=== RECORDS SUPPLIED ===

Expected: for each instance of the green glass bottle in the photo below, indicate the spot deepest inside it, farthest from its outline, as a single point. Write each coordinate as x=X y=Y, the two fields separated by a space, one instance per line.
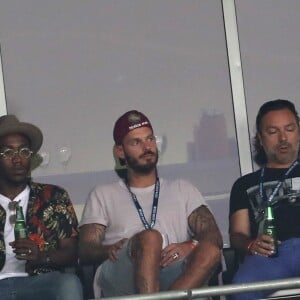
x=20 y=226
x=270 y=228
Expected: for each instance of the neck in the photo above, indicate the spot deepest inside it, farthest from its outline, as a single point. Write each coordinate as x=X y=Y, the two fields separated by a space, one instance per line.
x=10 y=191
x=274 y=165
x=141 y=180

===
=== RECORDS SUPPLIED ===

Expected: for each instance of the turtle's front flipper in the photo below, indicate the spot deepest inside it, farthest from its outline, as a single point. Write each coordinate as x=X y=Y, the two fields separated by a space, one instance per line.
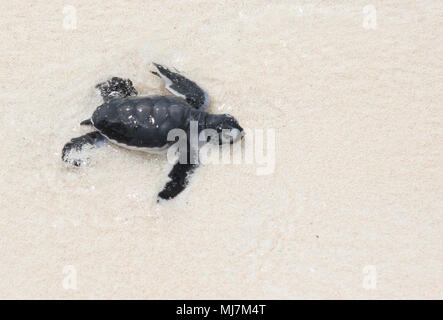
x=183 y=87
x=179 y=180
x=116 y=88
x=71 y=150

===
=== RECORDS SUPPLIED ===

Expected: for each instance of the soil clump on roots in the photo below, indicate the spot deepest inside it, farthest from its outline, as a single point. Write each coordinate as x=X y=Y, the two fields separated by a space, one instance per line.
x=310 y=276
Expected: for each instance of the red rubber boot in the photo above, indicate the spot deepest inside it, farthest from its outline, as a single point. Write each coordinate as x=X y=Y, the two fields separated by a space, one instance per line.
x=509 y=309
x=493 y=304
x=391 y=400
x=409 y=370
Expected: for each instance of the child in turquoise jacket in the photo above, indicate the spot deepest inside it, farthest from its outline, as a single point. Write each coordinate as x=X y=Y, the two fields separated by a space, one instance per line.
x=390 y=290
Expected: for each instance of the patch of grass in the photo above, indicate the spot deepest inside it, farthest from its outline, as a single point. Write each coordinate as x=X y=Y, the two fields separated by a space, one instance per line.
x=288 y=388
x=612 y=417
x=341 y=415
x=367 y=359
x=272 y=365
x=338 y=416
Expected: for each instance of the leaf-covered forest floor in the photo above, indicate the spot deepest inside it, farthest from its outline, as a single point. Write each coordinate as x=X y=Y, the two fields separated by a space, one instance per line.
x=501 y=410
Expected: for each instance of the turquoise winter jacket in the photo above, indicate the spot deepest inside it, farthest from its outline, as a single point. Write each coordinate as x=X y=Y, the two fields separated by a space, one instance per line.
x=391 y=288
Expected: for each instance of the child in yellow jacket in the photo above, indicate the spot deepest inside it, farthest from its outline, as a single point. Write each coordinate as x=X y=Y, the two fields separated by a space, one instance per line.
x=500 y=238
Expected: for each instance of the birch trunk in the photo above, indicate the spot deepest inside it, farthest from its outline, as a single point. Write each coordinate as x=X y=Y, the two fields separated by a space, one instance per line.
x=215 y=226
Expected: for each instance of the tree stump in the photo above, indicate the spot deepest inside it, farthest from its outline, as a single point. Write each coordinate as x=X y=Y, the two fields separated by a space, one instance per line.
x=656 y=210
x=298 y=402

===

*BRIEF*
Update the part of the material that opens with the line containing "Expected: for each instance of the birch" and closes with the line containing "x=298 y=402" by replacing "outline" with "boundary" and leaving everything else unchanged. Give only those lines.

*OUTPUT BELOW*
Expected: for each instance of the birch trunk in the photo above, indicate the spot deepest inside it, farthest from its boundary, as a single point. Write each coordinate as x=X y=Y, the two fields separated by a space, one instance per line.
x=215 y=226
Expected: for each instance of the tree stump in the photo above, indicate the spot deepest inside it, farthest from its boundary, as a single point. Write each coordinate as x=X y=Y, the two fields separated by a space, one instance per line.
x=656 y=210
x=298 y=402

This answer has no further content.